> [Exercise brief]: The task calls for each line of the records below in which the word "snow" appears.

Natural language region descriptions

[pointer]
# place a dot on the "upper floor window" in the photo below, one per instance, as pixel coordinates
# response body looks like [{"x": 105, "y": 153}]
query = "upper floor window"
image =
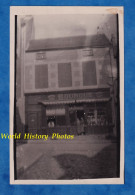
[
  {"x": 64, "y": 75},
  {"x": 40, "y": 56},
  {"x": 87, "y": 52},
  {"x": 89, "y": 73}
]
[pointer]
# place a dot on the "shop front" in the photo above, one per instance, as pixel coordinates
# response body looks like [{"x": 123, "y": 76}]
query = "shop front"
[{"x": 59, "y": 112}]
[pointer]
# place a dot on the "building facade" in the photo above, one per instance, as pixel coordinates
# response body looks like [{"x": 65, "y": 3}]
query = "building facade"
[{"x": 66, "y": 79}]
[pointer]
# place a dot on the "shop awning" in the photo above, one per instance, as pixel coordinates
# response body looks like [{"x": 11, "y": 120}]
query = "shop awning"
[{"x": 74, "y": 101}]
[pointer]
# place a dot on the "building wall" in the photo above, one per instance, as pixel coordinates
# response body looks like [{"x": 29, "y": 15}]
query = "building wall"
[{"x": 49, "y": 65}]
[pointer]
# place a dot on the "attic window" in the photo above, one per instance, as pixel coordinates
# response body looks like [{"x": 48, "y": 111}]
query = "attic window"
[
  {"x": 87, "y": 52},
  {"x": 40, "y": 56}
]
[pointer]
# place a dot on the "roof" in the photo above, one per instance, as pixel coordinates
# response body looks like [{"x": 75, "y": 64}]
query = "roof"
[{"x": 94, "y": 41}]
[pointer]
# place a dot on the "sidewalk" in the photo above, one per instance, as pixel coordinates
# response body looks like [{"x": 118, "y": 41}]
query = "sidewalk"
[{"x": 39, "y": 158}]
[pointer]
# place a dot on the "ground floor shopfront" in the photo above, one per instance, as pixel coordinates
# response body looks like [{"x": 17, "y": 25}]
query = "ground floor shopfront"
[{"x": 58, "y": 112}]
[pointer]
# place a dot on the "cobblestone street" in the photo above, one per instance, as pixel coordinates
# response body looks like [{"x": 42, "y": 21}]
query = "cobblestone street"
[{"x": 84, "y": 157}]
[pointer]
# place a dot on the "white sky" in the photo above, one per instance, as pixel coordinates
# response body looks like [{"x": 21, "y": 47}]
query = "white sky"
[{"x": 49, "y": 26}]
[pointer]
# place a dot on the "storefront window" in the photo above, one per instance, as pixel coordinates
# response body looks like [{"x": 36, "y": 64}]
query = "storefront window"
[{"x": 56, "y": 117}]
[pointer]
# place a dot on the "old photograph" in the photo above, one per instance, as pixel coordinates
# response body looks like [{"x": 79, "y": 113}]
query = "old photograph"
[{"x": 67, "y": 80}]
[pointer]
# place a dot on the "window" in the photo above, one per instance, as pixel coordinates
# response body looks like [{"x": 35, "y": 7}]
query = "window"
[
  {"x": 40, "y": 56},
  {"x": 87, "y": 52},
  {"x": 56, "y": 117},
  {"x": 89, "y": 73},
  {"x": 41, "y": 76},
  {"x": 64, "y": 75}
]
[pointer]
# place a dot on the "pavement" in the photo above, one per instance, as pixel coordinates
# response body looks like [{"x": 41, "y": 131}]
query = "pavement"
[{"x": 39, "y": 159}]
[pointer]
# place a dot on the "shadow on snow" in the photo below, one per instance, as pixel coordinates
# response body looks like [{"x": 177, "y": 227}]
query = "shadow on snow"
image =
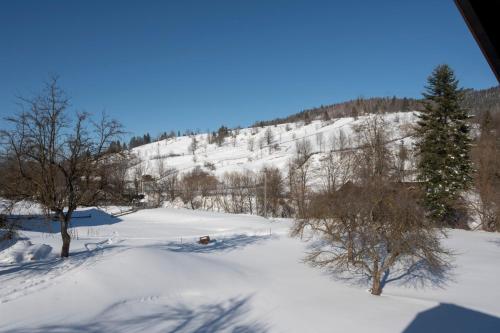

> [Response to the exercise]:
# place a dot on the "shadow on snow" in the photo below, one per instance, as pixel coordinates
query = "shadow on snow"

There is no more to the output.